Set problem - Reproduce every one of the following lines word for word.

Entries from a dataset
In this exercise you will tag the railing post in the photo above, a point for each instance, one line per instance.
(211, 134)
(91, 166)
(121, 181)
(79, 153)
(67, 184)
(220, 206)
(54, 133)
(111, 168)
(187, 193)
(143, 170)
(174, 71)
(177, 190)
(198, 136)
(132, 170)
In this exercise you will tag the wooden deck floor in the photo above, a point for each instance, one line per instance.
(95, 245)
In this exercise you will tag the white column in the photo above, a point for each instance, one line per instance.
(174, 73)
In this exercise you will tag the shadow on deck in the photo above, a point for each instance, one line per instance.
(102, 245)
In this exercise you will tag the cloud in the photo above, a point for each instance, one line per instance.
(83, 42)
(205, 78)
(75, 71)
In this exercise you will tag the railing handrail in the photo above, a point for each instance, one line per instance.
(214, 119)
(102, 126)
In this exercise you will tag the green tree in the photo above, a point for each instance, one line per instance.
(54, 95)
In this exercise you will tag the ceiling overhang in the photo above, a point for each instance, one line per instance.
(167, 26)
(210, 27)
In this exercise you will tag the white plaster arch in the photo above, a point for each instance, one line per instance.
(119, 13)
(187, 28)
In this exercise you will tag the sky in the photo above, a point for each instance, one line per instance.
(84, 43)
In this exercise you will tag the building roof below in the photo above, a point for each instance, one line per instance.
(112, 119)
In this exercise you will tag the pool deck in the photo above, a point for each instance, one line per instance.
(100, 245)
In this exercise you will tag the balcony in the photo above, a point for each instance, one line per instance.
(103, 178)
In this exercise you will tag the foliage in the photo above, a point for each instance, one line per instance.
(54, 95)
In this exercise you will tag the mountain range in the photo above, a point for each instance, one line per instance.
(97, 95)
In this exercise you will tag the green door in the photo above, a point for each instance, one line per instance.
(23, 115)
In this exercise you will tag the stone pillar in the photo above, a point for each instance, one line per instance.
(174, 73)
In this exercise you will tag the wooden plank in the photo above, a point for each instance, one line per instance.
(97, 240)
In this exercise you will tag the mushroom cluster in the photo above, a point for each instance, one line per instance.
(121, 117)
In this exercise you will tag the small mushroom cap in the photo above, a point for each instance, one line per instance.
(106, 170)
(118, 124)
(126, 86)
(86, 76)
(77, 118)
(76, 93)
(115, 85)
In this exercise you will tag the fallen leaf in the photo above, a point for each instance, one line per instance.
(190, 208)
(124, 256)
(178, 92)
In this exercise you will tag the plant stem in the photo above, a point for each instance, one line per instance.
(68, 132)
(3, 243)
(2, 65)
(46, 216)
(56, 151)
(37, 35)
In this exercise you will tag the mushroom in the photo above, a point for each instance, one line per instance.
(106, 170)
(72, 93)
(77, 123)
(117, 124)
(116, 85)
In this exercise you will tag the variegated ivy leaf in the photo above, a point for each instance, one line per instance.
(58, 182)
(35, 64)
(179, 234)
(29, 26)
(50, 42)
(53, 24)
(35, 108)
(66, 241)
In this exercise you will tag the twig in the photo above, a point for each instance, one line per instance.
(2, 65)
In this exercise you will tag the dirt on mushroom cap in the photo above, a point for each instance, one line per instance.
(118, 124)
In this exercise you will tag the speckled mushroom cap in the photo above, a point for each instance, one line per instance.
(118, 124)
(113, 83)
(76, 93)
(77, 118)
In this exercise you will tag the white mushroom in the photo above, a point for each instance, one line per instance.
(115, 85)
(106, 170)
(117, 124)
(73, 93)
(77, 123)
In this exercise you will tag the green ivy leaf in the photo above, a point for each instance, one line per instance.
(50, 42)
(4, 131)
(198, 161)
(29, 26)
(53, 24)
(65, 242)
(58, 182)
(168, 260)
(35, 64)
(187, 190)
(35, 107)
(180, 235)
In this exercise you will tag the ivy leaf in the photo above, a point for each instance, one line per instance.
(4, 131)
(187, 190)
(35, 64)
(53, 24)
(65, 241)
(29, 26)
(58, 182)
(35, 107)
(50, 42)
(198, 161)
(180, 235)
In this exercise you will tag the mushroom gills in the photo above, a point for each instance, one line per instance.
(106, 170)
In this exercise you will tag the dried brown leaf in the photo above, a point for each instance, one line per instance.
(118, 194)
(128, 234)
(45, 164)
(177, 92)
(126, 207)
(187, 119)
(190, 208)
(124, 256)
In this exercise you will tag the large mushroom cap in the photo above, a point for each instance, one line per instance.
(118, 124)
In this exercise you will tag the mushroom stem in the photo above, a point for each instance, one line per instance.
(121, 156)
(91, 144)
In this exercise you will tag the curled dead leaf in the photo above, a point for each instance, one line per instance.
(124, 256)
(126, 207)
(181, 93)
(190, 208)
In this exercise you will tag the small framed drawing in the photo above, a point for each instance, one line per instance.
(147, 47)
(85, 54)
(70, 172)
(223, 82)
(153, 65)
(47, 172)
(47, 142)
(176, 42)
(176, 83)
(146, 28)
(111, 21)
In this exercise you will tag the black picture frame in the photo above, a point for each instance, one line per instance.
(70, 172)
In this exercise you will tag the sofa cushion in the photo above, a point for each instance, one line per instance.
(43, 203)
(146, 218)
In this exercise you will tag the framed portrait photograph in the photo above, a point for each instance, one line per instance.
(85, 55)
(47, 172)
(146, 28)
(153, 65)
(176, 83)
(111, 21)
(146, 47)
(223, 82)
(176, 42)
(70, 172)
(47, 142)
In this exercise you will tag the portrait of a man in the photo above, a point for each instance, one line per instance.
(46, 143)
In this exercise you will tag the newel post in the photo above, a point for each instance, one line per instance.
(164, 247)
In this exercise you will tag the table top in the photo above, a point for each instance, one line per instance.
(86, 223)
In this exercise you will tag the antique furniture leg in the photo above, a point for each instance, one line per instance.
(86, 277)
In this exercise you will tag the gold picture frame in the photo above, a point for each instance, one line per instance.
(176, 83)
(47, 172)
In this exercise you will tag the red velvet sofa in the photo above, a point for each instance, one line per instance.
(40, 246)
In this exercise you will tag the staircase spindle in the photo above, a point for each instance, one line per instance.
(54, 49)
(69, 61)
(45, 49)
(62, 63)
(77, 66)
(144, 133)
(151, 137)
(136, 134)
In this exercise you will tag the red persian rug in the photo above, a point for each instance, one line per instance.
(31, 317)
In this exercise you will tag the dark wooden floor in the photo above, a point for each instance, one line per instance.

In response -
In this exercise you will tag the railing post in the photo above, a point for each instance, one line per instance.
(211, 134)
(91, 166)
(121, 181)
(79, 153)
(67, 184)
(220, 206)
(54, 133)
(111, 168)
(187, 193)
(143, 170)
(174, 71)
(177, 190)
(198, 136)
(132, 170)
In this exercise you will tag the wooden deck floor in the photo above, a point for each instance, one line per instance.
(95, 245)
In this exercise you will tag the white column in the photo above, a point for each instance, one line per instance.
(174, 73)
In this exercise you will tag the shadow on deck in the photo above, a point for each instance, one line per instance.
(102, 245)
In this exercise you will tag the cloud in the photo above, a point for each instance, one line per instance.
(83, 42)
(205, 78)
(75, 71)
In this exercise you will tag the railing handrail in the photo above, a point for each instance, one line per instance.
(214, 119)
(102, 126)
In this exercise you will tag the green tree in the photo above, a point for each instance, one line per instance.
(54, 95)
In this exercise you will tag the ceiling overhang in the photo above, a point for each instance, one line per instance.
(167, 26)
(210, 27)
In this exercise you will tag the white plaster arch in the photo above, a point for each instance, one line per instance.
(119, 13)
(187, 28)
In this exercise you will tag the sky in the photo above, a point for each instance, one line per instance.
(84, 43)
In this exercise you will tag the building roof below in the photo above, a point for each instance, one line per instance.
(112, 119)
In this exercise you will tag the pool deck in the photo above, a point for each instance, one line per instance.
(100, 245)
In this exercise you will tag the balcony in the photo above, a point for each instance, one line per instance.
(103, 178)
In this exercise you will tag the foliage in the photo above, a point for each instance, one line per instance.
(54, 95)
In this exercise you will tag the mountain range in the photo above, a point for each instance, one line per instance.
(97, 95)
In this exercise you will tag the green door in the photo above, a point for each instance, one line per instance.
(23, 115)
In this exercise you will tag the stone pillar in the photo above, a point for each instance, one line per instance.
(174, 73)
In this exercise you will tag the wooden plank in the photo above, a point for each instance, one line per instance.
(97, 240)
In this exercise you will tag the mushroom cluster in the photo above, a point for each instance, one line per instance.
(121, 117)
In this exercise you will tag the small mushroom cap in the photo above, a point for each instance, one line per instance.
(106, 170)
(118, 124)
(126, 86)
(86, 76)
(77, 118)
(76, 93)
(115, 85)
In this exercise you will tag the fallen leaf in the photo above, a point for each instance, one line per instance.
(190, 208)
(124, 256)
(178, 92)
In this exercise you will tag the plant stem in the photo above, a point for each instance, one line per instance.
(68, 132)
(3, 243)
(2, 65)
(46, 216)
(56, 151)
(37, 35)
In this exercise you will tag the mushroom in the photo above, a point for each instance, one line per instance.
(106, 170)
(72, 93)
(77, 123)
(117, 124)
(116, 85)
In this exercise you will tag the variegated ivy leaf in the photo above, a point for each instance, one line per instance.
(58, 182)
(35, 64)
(179, 234)
(29, 26)
(50, 42)
(53, 24)
(35, 108)
(66, 241)
In this exercise you will tag the twig in the photo above, a point for each instance, one line per instance.
(2, 65)
In this exercise you will tag the dirt on mushroom cap in the photo above, a point for each instance, one line per instance.
(118, 124)
In this exercise you will tag the speckled mushroom cap in the photo above, a point for each instance, one line per instance.
(118, 124)
(113, 83)
(76, 93)
(77, 118)
In this exercise you will tag the white mushroom in the photo above, a point for each instance, one line per instance.
(115, 85)
(106, 170)
(117, 124)
(73, 93)
(77, 123)
In this exercise you will tag the green ivy leaf in the photo above, a point for each instance, one line per instance.
(50, 42)
(4, 131)
(198, 161)
(29, 26)
(53, 24)
(65, 242)
(58, 182)
(168, 260)
(35, 64)
(187, 190)
(35, 107)
(180, 235)
In this exercise you will tag the ivy leaf in the photo above, a point for each instance, one line per instance.
(4, 131)
(187, 190)
(35, 64)
(53, 24)
(65, 241)
(29, 26)
(58, 182)
(35, 107)
(50, 42)
(198, 161)
(180, 235)
In this exercise you will tag the mushroom gills in the photo above, a point for each instance, one line per instance.
(106, 170)
In this exercise you will tag the dried brown leaf in the photo above, a point for each instance, one line per instance.
(118, 194)
(128, 234)
(45, 164)
(177, 92)
(126, 207)
(187, 119)
(190, 208)
(124, 256)
In this exercise you will tag the large mushroom cap in the photo above, a point for each instance, one line per instance.
(118, 124)
In this exercise you will tag the mushroom stem in the photo above, a point for each instance, one line per instance.
(121, 156)
(91, 144)
In this exercise you will tag the curled dead leaf in the photo above, a point for each instance, one line per instance.
(124, 256)
(126, 207)
(181, 93)
(190, 208)
In this exercise you will tag the small framed drawing in the photo above, a point for each instance, one line per instance.
(147, 47)
(85, 54)
(70, 172)
(223, 82)
(153, 65)
(47, 172)
(47, 142)
(176, 42)
(176, 83)
(146, 28)
(111, 21)
In this exercise you will tag the black picture frame in the photo above, a point for each instance, one line per instance.
(70, 172)
In this exercise you will tag the sofa cushion in the photo above, a point for each instance, one line per instance.
(43, 203)
(146, 218)
In this exercise you will tag the framed portrait photograph in the photo above, a point for each instance, one line per instance.
(85, 55)
(47, 172)
(146, 28)
(153, 65)
(176, 83)
(111, 21)
(146, 47)
(223, 82)
(176, 42)
(70, 172)
(47, 142)
In this exercise you will tag the portrait of a man in the photo above, a point for each instance, one line per instance.
(46, 143)
In this exercise you will tag the newel post in the photo above, a point for each instance, one line per instance.
(164, 247)
In this exercise you will tag the table top in the photo above, a point for each instance, one line per instance.
(86, 223)
In this exercise you will tag the antique furniture leg in the photo above, a point for each instance, one line per instance.
(86, 277)
In this exercise you will tag the gold picture frame in the photo above, a point for each instance, one line per instance.
(176, 83)
(47, 172)
In this exercise you will tag the red velvet sofa in the photo above, a point for each instance, one line per instance.
(40, 246)
In this exercise you will tag the staircase spindle in the photo above, a point for each instance, one line per instance.
(54, 49)
(69, 61)
(45, 49)
(62, 63)
(77, 66)
(144, 133)
(151, 137)
(136, 134)
In this exercise you will tag the red persian rug in the photo above, a point for each instance, one line per instance.
(31, 317)
In this exercise you will tag the dark wooden floor in the photo above, a point for each instance, one line per instance.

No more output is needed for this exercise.